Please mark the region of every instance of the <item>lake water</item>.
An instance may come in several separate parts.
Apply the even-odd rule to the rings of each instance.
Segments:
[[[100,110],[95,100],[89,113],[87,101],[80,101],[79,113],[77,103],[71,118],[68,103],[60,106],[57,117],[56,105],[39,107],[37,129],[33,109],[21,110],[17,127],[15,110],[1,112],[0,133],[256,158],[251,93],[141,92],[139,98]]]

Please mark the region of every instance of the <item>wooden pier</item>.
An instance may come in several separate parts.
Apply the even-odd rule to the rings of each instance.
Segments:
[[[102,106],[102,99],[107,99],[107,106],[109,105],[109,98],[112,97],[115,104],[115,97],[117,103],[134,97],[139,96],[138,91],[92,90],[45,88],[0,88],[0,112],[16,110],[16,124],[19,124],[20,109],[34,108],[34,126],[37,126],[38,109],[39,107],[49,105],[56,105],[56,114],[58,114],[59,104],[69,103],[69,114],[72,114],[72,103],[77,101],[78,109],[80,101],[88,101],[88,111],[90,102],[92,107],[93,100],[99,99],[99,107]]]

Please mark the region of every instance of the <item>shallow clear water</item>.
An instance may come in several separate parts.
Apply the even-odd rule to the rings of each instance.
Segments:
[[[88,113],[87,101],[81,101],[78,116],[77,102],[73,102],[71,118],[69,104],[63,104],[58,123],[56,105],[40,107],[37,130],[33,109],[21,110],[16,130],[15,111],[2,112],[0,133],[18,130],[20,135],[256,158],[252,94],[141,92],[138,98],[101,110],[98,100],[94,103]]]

- [Exercise description]
Please set out every line of the entries above as a numbered list, leaving out the blank lines.

- [Written answer]
1. Please mark the region of every instance of the <item>lake water</item>.
2. An instance may come in several separate parts.
3. Apply the even-odd rule to the rings of each instance.
4. Segments:
5. [[[100,110],[95,100],[89,113],[87,101],[80,101],[79,113],[77,103],[71,118],[68,103],[60,106],[57,117],[56,105],[39,107],[37,129],[33,109],[21,110],[17,127],[15,110],[1,112],[0,133],[256,158],[251,93],[141,92],[139,98]]]
6. Please mark the region of every instance of the <item>wooden pier</item>.
7. An instance may come in several separate parts.
8. Apply the even-odd rule to the rings of each instance.
9. Segments:
10. [[[102,106],[102,99],[107,99],[107,106],[109,105],[109,98],[112,97],[115,104],[115,97],[117,103],[134,97],[139,96],[138,91],[92,90],[45,88],[0,88],[0,112],[16,110],[16,124],[19,124],[20,109],[34,108],[34,126],[37,126],[38,109],[39,107],[49,105],[56,105],[56,114],[58,114],[59,104],[69,103],[69,114],[72,114],[72,103],[77,101],[78,109],[80,101],[88,101],[88,111],[90,102],[92,107],[93,100],[99,99],[99,107]]]
11. Please mark the region of every instance of the <item>shallow clear water</item>.
12. An instance may come in several separate parts.
13. Apply the even-odd rule to the rings of each instance.
14. Segments:
15. [[[88,113],[87,101],[81,101],[78,116],[77,102],[73,102],[71,118],[69,104],[63,104],[58,123],[56,105],[40,107],[37,130],[33,109],[21,110],[16,130],[15,111],[2,112],[0,133],[18,130],[20,135],[256,158],[252,94],[141,92],[138,98],[101,110],[98,100],[94,103]]]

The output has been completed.